■ Work item
Starting with the line below that holds "Target: pale stone slab" and stopping after the line that holds "Place one point on each instance of the black rubber", transcribe the lines exactly, leaving out all pictures.

─── Data section

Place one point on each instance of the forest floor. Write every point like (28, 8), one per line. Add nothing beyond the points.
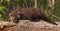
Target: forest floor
(26, 25)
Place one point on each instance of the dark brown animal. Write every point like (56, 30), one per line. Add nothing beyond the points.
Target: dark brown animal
(32, 14)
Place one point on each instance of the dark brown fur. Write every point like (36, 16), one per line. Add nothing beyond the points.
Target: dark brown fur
(32, 14)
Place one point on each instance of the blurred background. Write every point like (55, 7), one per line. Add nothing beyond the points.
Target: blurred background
(51, 8)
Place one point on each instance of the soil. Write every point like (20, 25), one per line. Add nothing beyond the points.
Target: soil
(26, 25)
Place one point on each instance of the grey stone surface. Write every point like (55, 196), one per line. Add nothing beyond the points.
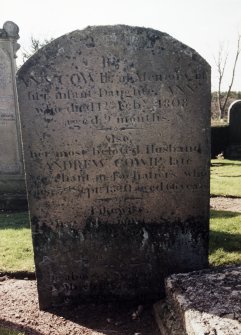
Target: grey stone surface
(202, 303)
(12, 184)
(115, 124)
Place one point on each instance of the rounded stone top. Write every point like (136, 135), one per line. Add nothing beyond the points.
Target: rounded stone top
(11, 29)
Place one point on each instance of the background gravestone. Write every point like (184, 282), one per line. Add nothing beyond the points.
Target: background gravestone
(233, 151)
(12, 184)
(234, 117)
(115, 124)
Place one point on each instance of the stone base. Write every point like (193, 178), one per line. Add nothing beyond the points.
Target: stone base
(202, 302)
(13, 195)
(233, 151)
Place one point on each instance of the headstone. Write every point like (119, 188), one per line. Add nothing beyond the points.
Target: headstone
(234, 119)
(115, 124)
(233, 149)
(12, 184)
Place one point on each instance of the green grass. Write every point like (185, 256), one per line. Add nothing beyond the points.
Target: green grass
(225, 238)
(15, 243)
(6, 331)
(16, 252)
(226, 177)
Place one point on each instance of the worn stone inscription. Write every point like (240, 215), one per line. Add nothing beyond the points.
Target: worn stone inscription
(115, 125)
(10, 162)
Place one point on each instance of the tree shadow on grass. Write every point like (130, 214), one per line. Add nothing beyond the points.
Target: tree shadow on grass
(223, 214)
(18, 328)
(217, 164)
(16, 220)
(226, 241)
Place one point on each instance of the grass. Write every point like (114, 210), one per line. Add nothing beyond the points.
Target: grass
(226, 177)
(225, 238)
(6, 331)
(16, 253)
(15, 243)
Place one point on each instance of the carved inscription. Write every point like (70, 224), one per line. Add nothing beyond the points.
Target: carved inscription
(121, 106)
(9, 147)
(115, 129)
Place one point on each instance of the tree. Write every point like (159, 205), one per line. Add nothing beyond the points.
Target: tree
(221, 63)
(35, 46)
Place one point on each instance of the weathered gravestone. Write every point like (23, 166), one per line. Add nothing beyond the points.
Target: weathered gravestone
(12, 184)
(233, 151)
(115, 124)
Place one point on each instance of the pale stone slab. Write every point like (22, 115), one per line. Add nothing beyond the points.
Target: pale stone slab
(12, 184)
(234, 118)
(204, 302)
(115, 125)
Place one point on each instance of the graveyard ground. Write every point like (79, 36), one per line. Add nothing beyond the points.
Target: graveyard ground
(18, 298)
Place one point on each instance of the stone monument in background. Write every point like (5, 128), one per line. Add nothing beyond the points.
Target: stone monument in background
(116, 135)
(233, 151)
(12, 184)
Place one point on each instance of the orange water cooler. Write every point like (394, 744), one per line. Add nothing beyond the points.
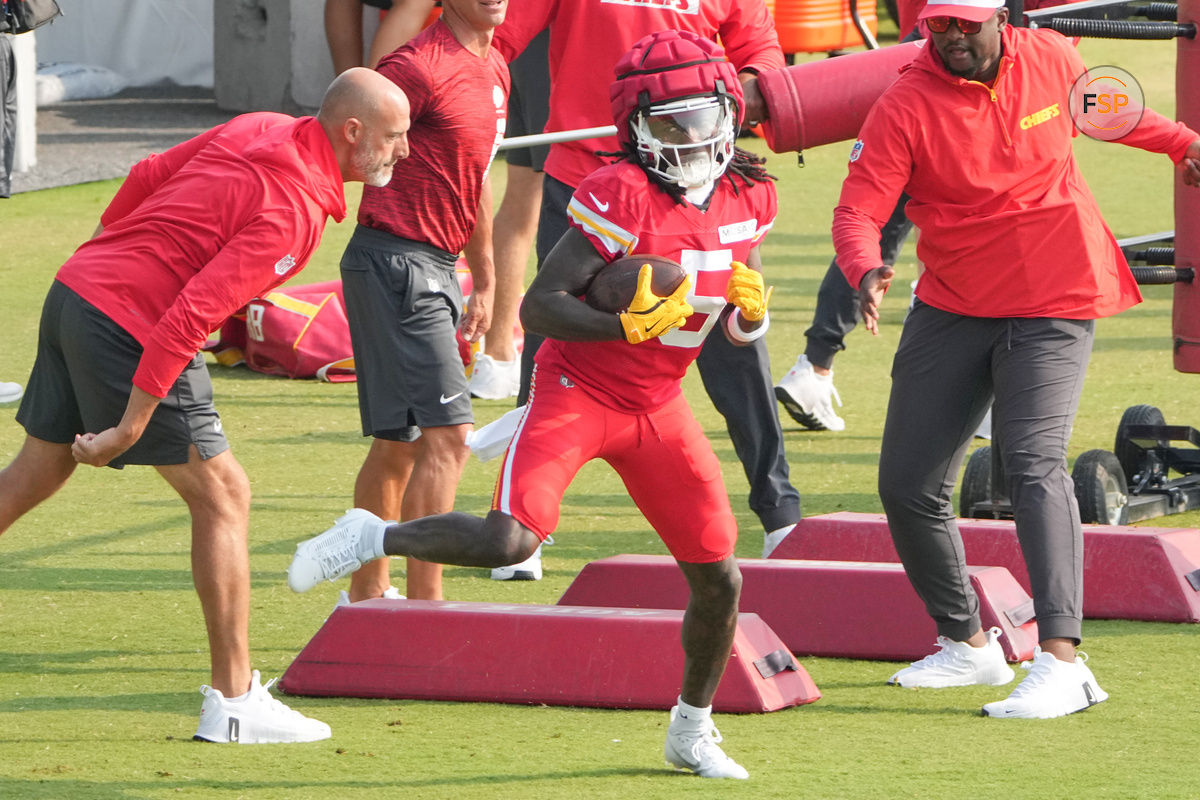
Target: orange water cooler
(820, 25)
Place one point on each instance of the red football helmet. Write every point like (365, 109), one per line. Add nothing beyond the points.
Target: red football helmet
(679, 104)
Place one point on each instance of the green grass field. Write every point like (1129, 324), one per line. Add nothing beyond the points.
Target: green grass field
(103, 644)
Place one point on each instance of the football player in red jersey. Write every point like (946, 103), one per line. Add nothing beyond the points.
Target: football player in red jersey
(607, 385)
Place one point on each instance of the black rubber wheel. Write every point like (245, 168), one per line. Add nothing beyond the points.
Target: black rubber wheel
(976, 481)
(1101, 488)
(1132, 457)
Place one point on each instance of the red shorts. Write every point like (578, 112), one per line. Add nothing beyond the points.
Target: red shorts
(664, 458)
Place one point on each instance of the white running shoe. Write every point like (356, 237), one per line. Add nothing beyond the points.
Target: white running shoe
(10, 392)
(390, 593)
(1051, 689)
(699, 751)
(258, 719)
(957, 663)
(493, 379)
(809, 397)
(772, 539)
(337, 552)
(527, 570)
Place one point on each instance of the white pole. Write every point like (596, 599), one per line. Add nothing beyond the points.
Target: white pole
(555, 137)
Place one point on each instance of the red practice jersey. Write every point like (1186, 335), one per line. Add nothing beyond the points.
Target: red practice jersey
(459, 109)
(623, 212)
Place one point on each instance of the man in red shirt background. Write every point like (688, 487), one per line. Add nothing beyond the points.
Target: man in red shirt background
(607, 385)
(1019, 264)
(402, 295)
(191, 236)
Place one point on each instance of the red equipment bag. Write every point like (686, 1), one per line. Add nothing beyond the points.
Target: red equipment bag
(297, 332)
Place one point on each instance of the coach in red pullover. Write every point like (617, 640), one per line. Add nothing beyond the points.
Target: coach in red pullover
(192, 235)
(1018, 265)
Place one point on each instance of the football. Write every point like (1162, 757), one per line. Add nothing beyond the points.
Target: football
(613, 287)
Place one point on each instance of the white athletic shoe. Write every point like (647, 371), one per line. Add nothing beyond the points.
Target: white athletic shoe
(699, 751)
(527, 570)
(771, 539)
(337, 552)
(493, 379)
(957, 663)
(984, 429)
(390, 593)
(809, 397)
(258, 719)
(10, 392)
(1051, 689)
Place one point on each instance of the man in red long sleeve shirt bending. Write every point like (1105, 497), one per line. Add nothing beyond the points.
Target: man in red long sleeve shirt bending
(192, 235)
(1019, 264)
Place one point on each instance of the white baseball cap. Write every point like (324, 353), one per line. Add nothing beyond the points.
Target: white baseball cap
(976, 11)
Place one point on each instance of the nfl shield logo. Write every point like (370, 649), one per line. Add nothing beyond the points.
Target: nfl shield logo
(285, 264)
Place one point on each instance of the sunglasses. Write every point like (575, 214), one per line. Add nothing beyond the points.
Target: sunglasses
(942, 24)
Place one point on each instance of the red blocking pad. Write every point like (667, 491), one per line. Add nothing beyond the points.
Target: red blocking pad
(553, 655)
(1139, 573)
(820, 608)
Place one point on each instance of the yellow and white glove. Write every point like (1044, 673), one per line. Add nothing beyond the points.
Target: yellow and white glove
(651, 316)
(745, 290)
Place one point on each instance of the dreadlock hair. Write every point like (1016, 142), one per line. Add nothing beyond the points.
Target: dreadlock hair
(745, 168)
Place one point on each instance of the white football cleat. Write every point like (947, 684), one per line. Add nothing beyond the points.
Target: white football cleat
(340, 551)
(256, 719)
(957, 663)
(809, 397)
(700, 751)
(1051, 689)
(527, 570)
(772, 539)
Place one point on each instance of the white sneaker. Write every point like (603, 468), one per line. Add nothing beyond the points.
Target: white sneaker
(10, 392)
(957, 663)
(527, 570)
(809, 397)
(699, 752)
(493, 379)
(771, 539)
(984, 429)
(1051, 689)
(337, 552)
(258, 719)
(390, 593)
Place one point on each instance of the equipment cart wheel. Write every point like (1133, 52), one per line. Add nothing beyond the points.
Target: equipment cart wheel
(1101, 488)
(1133, 458)
(976, 481)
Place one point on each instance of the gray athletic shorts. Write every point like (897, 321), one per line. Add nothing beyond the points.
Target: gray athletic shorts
(82, 382)
(403, 302)
(529, 101)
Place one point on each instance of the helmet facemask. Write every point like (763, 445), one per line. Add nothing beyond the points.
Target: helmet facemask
(687, 142)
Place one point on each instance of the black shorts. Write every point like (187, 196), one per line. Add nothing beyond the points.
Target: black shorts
(403, 302)
(529, 101)
(82, 382)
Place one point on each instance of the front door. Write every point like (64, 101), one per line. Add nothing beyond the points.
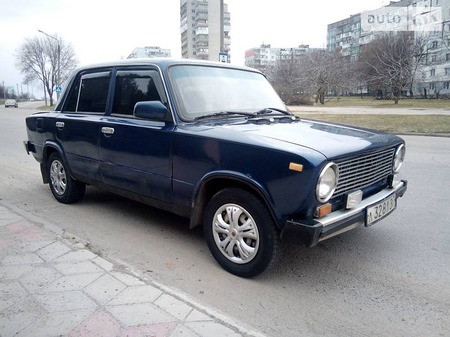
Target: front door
(135, 154)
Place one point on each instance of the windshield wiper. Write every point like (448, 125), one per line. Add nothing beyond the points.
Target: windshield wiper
(225, 113)
(270, 110)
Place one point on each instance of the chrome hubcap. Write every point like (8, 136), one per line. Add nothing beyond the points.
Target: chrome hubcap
(58, 177)
(235, 233)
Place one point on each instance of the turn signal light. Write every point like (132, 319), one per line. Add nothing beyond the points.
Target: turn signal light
(323, 210)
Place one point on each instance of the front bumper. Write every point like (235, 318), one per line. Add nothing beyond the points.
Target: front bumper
(310, 234)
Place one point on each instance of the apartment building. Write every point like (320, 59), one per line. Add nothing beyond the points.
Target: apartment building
(265, 56)
(351, 34)
(205, 29)
(149, 52)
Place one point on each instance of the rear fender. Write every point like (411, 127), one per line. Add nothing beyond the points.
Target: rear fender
(49, 148)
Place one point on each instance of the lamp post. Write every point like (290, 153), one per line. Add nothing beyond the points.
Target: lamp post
(59, 62)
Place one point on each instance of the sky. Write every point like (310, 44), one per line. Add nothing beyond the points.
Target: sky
(102, 30)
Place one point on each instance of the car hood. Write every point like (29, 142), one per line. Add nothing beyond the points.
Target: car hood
(331, 140)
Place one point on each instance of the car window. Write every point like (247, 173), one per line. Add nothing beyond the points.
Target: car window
(132, 87)
(89, 93)
(201, 90)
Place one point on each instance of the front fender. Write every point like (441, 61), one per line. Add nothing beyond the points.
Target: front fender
(213, 182)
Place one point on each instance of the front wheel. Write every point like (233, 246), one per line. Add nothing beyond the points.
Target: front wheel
(240, 232)
(64, 188)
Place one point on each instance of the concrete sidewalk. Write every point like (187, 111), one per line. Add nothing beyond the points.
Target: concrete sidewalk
(51, 285)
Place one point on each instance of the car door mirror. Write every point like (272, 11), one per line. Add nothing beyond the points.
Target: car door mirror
(153, 110)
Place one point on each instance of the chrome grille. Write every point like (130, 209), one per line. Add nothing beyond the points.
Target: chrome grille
(360, 172)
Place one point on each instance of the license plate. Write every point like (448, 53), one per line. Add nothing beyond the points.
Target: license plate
(380, 210)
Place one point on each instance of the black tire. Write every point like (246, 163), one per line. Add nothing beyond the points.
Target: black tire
(247, 243)
(64, 188)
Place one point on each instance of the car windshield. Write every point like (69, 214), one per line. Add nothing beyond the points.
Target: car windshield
(207, 90)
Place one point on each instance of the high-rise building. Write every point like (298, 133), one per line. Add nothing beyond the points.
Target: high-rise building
(205, 29)
(265, 56)
(149, 52)
(349, 36)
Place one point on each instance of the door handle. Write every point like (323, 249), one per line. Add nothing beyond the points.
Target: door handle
(107, 130)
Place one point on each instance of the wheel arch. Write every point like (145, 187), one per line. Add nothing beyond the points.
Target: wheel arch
(49, 148)
(212, 183)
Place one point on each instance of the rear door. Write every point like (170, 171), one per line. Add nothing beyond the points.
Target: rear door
(135, 153)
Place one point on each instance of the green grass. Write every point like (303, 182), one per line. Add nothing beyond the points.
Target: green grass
(429, 124)
(403, 103)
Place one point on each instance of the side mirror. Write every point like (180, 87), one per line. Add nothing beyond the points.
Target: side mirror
(152, 110)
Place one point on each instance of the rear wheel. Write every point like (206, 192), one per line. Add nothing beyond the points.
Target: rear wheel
(240, 232)
(64, 188)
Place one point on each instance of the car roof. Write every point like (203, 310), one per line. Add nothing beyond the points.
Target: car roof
(162, 63)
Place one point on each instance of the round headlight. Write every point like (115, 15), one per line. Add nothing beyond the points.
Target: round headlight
(399, 157)
(327, 182)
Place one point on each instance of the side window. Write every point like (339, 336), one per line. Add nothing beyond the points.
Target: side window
(132, 87)
(93, 92)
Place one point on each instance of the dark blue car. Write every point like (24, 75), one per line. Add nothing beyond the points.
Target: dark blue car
(214, 143)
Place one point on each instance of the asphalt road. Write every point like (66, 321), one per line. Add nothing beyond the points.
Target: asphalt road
(391, 279)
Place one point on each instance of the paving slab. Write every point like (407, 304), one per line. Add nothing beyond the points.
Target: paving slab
(51, 286)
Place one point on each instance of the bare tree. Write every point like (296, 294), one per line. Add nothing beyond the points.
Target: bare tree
(317, 73)
(388, 62)
(38, 57)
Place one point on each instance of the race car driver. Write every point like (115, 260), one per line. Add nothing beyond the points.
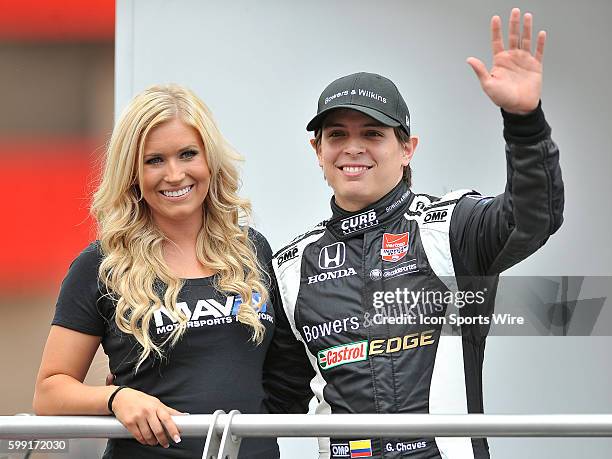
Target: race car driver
(340, 281)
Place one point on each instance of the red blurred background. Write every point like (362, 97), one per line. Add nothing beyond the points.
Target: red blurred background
(57, 83)
(56, 99)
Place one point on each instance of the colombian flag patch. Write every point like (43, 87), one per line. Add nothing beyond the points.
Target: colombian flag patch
(361, 448)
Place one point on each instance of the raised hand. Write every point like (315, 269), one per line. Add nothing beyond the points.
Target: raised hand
(146, 417)
(514, 82)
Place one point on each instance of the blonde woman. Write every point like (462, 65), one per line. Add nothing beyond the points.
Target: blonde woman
(174, 289)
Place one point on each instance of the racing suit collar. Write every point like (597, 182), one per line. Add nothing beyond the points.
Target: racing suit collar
(344, 224)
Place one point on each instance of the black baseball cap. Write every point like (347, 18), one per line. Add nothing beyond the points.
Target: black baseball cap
(368, 93)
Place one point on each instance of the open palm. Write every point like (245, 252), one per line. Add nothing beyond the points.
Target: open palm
(515, 80)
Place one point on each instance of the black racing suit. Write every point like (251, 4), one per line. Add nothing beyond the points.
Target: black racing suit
(346, 293)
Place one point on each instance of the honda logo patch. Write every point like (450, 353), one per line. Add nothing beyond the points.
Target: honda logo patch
(332, 256)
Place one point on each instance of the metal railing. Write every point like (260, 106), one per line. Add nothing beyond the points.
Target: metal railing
(225, 431)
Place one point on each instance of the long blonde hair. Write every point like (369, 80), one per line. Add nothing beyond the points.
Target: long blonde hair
(133, 265)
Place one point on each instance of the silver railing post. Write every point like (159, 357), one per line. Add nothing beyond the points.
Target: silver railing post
(230, 444)
(213, 439)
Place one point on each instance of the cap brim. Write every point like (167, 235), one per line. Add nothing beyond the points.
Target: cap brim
(316, 122)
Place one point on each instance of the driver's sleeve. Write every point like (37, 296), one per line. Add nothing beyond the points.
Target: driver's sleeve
(489, 235)
(287, 370)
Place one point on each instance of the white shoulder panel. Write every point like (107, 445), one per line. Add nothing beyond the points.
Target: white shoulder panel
(447, 393)
(287, 266)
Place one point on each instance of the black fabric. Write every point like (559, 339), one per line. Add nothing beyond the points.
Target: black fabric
(327, 281)
(214, 365)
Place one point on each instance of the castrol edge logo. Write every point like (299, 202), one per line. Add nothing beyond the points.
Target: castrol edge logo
(342, 354)
(360, 350)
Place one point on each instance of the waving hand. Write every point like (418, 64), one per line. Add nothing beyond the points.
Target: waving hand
(514, 82)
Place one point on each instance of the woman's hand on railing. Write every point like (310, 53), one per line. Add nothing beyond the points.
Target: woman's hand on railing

──────

■ Response
Target: pale stone slab
(12, 184)
(234, 118)
(204, 302)
(115, 125)
Place one point on each instance of the graveyard ground. Write every point like (79, 36), one per line. Add nothing beyond the points.
Target: graveyard ground
(18, 298)
Place one point on each instance of the stone monument in background. Write every point like (5, 128), one per line. Add nothing beyond the points.
Target: stone monument in background
(116, 135)
(233, 151)
(12, 184)
Place one point on each instance of the orange water cooler. Write every point like (394, 744), one per line. Add nothing beyond the points.
Target: orange water cooler
(820, 25)
Place one point on each instance of the red football helmet. Write every point like (365, 109), one per line. Add nothing beyond the points.
Target: red football helmet
(679, 104)
Place one point on each instance of the green grass field. Write every point like (1129, 324), one per line. Add nothing beyond the points.
Target: green grass field
(103, 644)
Place one point on each instance of the football player in red jersey. Write every point like (946, 103), one per line. Add nothing beyond the points.
Target: football player in red jersey
(607, 385)
Place one point on each instance of the black rubber wheel. Write every point like (245, 168), one per line. Add nothing beyond the points.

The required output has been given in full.